# TEXT PASSAGE
== Segment start ==
Gadhafi's burial delayed for further investigation
A horse walks in a street in the devastated area where Muammar Gaddafi was hiding out in Sirte 0ctober 21, 2011. The burial of Gaddafi has been delayed for a few days until Libya's new rulers decide where to bury him, the oil minister said on Friday, but another transition government official said there was disagreement over what to do with his body. [Photo/Agencies] |
TRIPOLI - The burial of slain leader Muammar Gadhafi has been delayed until the circumstances of his death can be further examined and a decision is made about where to bury the body, Libyan officials said Friday, as the UN human rights office called for an investigation into his death.
The transitional leadership had said it would bury the dictator Friday in accordance with Islamic tradition. Bloody images of Gadhafi's last moments in the hands of angry captors have raised questions over his treatment minutes before his death. One son, Muatassim, was also killed but the fate of Gadhafi's one-time heir apparent Seif al-Islam was unclear.
== Segment end ==
# RECORDS PROVIDED
== Segment start ==
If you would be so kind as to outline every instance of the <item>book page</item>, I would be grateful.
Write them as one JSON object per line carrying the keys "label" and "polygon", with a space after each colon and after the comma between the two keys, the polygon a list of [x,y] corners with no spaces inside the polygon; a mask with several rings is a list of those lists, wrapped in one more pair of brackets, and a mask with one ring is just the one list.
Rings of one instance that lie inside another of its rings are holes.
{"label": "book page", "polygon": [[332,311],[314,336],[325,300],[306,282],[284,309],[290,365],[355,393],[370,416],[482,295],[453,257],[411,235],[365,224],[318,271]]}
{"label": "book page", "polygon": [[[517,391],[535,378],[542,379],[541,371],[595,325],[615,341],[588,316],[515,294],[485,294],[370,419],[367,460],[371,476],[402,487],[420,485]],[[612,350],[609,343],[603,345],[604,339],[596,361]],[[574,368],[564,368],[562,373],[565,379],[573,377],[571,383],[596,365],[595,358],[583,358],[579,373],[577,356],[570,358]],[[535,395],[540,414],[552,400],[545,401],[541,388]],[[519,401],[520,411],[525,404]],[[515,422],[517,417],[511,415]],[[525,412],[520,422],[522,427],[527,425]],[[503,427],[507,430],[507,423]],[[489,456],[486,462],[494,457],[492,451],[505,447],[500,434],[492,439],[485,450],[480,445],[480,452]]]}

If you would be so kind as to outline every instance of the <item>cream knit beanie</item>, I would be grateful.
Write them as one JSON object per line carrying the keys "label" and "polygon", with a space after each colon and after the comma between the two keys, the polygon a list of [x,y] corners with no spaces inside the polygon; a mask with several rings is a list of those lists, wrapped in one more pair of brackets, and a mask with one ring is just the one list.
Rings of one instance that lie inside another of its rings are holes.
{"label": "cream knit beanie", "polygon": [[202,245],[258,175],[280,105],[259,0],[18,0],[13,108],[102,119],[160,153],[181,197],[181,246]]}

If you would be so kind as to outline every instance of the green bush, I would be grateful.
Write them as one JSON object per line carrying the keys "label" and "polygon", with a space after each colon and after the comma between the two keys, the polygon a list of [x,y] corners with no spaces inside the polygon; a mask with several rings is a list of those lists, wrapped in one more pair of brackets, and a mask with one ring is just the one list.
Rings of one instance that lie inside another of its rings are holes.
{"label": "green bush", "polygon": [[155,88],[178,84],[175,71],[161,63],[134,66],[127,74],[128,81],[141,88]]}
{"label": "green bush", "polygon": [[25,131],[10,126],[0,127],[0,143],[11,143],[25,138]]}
== Segment end ==
# WHAT YOU SHOULD DO
List every person the news report on Gadhafi's delayed burial names. The entries play no part in the work here.

# REPLY
Muammar Gadhafi (spelled Gaddafi in the photo caption), Muatassim, Seif al-Islam